Challenge
Replace "trellis post" with "support post" in the stretch from the line containing "If you could point to the bird" through the end of the records, and reproduce those lines with everything else unchanged.

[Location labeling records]
++++

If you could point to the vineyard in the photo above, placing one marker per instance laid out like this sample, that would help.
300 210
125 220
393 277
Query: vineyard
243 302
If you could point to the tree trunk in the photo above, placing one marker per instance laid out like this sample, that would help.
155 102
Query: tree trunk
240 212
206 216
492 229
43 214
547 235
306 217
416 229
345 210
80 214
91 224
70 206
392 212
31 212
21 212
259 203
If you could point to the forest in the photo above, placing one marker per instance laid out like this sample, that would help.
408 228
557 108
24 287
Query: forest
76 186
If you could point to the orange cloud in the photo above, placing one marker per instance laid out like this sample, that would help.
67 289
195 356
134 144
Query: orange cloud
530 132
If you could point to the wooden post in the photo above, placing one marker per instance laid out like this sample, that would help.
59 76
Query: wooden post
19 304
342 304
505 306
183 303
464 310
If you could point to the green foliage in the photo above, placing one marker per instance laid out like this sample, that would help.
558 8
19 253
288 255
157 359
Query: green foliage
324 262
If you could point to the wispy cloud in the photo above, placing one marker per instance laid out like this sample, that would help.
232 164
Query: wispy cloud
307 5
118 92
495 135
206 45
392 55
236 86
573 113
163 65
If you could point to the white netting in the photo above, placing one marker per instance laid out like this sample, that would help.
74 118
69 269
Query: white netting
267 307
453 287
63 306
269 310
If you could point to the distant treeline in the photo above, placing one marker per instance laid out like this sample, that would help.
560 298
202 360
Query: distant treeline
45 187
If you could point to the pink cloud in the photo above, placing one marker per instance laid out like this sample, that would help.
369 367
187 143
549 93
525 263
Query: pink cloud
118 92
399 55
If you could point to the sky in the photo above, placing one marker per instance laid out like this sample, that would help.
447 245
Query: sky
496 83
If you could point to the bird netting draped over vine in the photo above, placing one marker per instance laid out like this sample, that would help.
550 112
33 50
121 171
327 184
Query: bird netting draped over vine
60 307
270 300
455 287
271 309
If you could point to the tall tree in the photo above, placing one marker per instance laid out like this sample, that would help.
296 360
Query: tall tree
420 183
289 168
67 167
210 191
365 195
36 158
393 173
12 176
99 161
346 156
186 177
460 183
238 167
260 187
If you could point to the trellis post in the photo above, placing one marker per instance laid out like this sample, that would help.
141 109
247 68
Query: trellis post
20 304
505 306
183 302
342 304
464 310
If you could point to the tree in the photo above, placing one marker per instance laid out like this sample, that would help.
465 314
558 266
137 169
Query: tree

++++

Result for this task
If you could point to the bird netting draped over vine in the photo above, placing one marker per instance laid out like this sample, that would help.
550 112
33 50
121 171
327 184
Query: bird netting draped over vine
60 307
270 300
455 287
271 309
If you could point to the tall tree in the photo above, placing one marker per instance laid out like this sample, that would help.
296 360
Query: tall tree
420 183
289 168
67 167
210 191
365 195
36 158
393 173
12 176
99 161
346 156
186 177
460 183
238 167
260 187
If you could point to the support post in the photo above, placing one marker per instance laid out like this sample, that would help.
141 109
247 68
Query: support post
20 304
505 306
183 302
342 304
464 310
If you could point to the tree in the photo above, placing one marker per instance laid out like this sample, that would help.
465 314
558 266
137 169
Query: tree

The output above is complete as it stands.